Material for this task
=-=-=-=-=
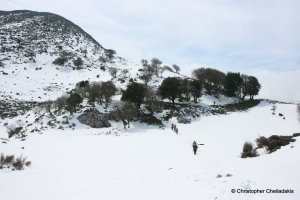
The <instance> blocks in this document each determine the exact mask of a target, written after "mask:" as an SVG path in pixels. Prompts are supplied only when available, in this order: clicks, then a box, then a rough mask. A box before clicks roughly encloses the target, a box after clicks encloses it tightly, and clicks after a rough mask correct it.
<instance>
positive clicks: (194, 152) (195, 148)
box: [193, 141, 198, 155]
mask: <svg viewBox="0 0 300 200" xmlns="http://www.w3.org/2000/svg"><path fill="white" fill-rule="evenodd" d="M197 149H198V145H197V143H196V141H194V142H193V150H194V155H196V153H197Z"/></svg>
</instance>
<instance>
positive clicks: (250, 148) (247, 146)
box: [241, 142, 258, 158]
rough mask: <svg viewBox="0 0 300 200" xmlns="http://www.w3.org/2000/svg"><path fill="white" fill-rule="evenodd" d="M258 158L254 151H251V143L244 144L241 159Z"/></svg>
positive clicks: (254, 149)
mask: <svg viewBox="0 0 300 200" xmlns="http://www.w3.org/2000/svg"><path fill="white" fill-rule="evenodd" d="M256 156H258V154H257V151H256V149H253V144H252V143H251V142H245V143H244V146H243V152H242V153H241V158H247V157H250V158H252V157H256Z"/></svg>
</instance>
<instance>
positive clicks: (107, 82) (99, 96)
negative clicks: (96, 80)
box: [75, 81, 117, 106]
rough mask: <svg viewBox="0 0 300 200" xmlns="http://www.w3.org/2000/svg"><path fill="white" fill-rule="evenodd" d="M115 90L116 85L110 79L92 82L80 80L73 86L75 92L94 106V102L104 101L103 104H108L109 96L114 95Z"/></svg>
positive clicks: (100, 104) (115, 90)
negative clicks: (106, 80)
mask: <svg viewBox="0 0 300 200" xmlns="http://www.w3.org/2000/svg"><path fill="white" fill-rule="evenodd" d="M116 91H117V87H116V85H115V84H114V83H113V82H112V81H106V82H92V83H89V82H88V81H81V82H79V83H77V84H76V88H75V92H76V93H78V94H80V95H81V96H82V97H84V98H87V99H88V102H89V104H91V105H92V106H95V102H97V103H99V104H100V105H102V104H103V103H105V106H108V104H109V103H110V101H111V97H112V96H113V95H115V93H116Z"/></svg>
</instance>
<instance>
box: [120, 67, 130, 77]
mask: <svg viewBox="0 0 300 200" xmlns="http://www.w3.org/2000/svg"><path fill="white" fill-rule="evenodd" d="M128 73H129V70H128V69H123V70H122V71H121V74H122V76H123V78H127V74H128Z"/></svg>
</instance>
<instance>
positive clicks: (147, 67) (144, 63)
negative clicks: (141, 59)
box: [140, 59, 154, 85]
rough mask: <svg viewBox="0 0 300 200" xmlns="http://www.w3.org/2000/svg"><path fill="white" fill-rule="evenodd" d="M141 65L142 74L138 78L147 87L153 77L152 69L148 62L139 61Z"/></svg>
mask: <svg viewBox="0 0 300 200" xmlns="http://www.w3.org/2000/svg"><path fill="white" fill-rule="evenodd" d="M141 64H142V66H143V74H142V75H141V76H140V78H141V79H142V80H143V81H144V82H145V84H146V85H147V83H148V82H149V81H150V80H151V79H152V76H153V73H154V72H153V68H152V66H151V65H149V64H148V61H147V60H145V59H142V60H141Z"/></svg>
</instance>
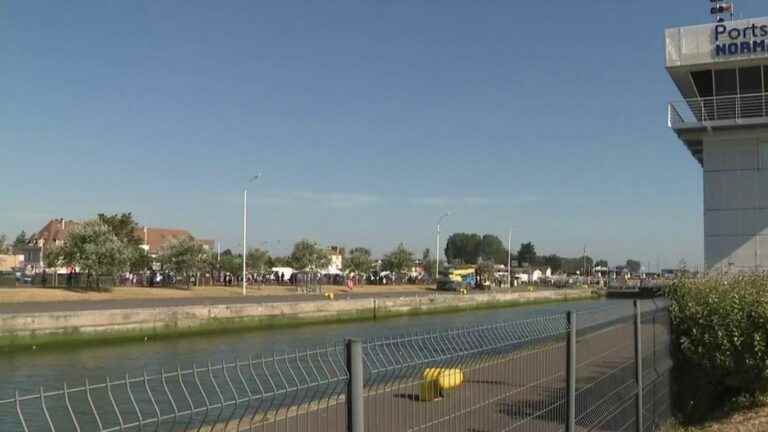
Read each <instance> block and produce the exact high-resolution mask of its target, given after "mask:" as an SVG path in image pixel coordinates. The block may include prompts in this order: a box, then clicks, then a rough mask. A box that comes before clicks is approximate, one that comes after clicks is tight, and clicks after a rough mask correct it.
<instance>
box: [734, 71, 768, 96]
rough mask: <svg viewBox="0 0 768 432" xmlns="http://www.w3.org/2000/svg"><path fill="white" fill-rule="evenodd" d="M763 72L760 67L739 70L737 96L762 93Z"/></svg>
mask: <svg viewBox="0 0 768 432" xmlns="http://www.w3.org/2000/svg"><path fill="white" fill-rule="evenodd" d="M762 91H763V71H762V68H761V67H760V66H754V67H748V68H741V69H739V94H743V95H748V94H754V93H762Z"/></svg>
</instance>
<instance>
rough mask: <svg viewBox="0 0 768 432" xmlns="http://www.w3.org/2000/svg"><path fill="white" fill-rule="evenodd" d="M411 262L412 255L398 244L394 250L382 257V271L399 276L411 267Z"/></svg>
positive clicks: (400, 245)
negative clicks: (395, 274) (389, 272)
mask: <svg viewBox="0 0 768 432" xmlns="http://www.w3.org/2000/svg"><path fill="white" fill-rule="evenodd" d="M413 261H414V260H413V253H412V252H411V251H409V250H408V249H406V247H405V245H404V244H402V243H400V244H399V245H397V247H396V248H395V250H393V251H392V252H390V253H388V254H386V255H384V259H383V260H382V269H383V270H386V271H390V272H392V273H394V274H396V275H401V274H403V273H406V272H407V271H408V270H410V269H411V267H413Z"/></svg>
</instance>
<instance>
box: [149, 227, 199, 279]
mask: <svg viewBox="0 0 768 432" xmlns="http://www.w3.org/2000/svg"><path fill="white" fill-rule="evenodd" d="M208 257H209V254H208V252H207V251H206V249H205V247H204V246H203V245H202V243H200V242H198V241H197V240H195V239H194V238H192V236H189V235H187V236H179V237H174V238H172V239H171V240H169V241H168V242H167V243H166V244H165V245H163V247H162V249H161V250H160V256H159V260H160V263H161V264H162V266H163V269H164V270H167V271H171V272H173V273H175V274H176V275H183V276H184V278H185V280H186V282H187V285H189V276H190V275H192V274H195V273H197V272H200V271H205V268H206V266H207V260H208Z"/></svg>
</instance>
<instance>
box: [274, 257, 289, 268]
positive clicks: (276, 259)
mask: <svg viewBox="0 0 768 432" xmlns="http://www.w3.org/2000/svg"><path fill="white" fill-rule="evenodd" d="M290 266H291V257H289V256H288V257H272V267H290Z"/></svg>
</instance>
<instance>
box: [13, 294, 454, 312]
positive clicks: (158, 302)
mask: <svg viewBox="0 0 768 432" xmlns="http://www.w3.org/2000/svg"><path fill="white" fill-rule="evenodd" d="M431 295H435V293H425V292H424V291H414V292H396V293H376V294H370V293H357V294H356V293H349V294H337V295H336V298H337V299H347V298H352V299H365V298H374V297H375V298H398V297H417V296H418V297H427V296H431ZM439 295H455V294H451V293H439ZM322 300H325V297H323V296H321V295H302V294H294V295H270V296H248V297H192V298H168V299H121V300H85V301H59V302H29V303H5V304H0V314H11V313H44V312H73V311H81V310H108V309H137V308H158V307H174V306H206V305H224V304H258V303H280V302H295V301H322Z"/></svg>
=-=-=-=-=
Exercise
Give everything from the start of the listing down to the line containing "box: [193, 141, 198, 155]" as a Markdown table with a Row column for the row number and a Text column for the line. Skip blank lines and leave the pictures out.

Solution for this task
| Row | Text |
|---|---|
| 1 | The <instance> blocks in this document each determine the exact mask of a target, written after "mask:" as an SVG path in pixels. Prompts are supplied only when available, in this order: clicks, then a box, then a rough mask. A box before clicks roughly encloses the target, a box after clicks encloses it tightly, and clicks after a rough mask correct it. |
| 2 | <instance> |
| 3 | positive clicks: (194, 152) (195, 148) |
| 4 | box: [193, 141, 198, 155] |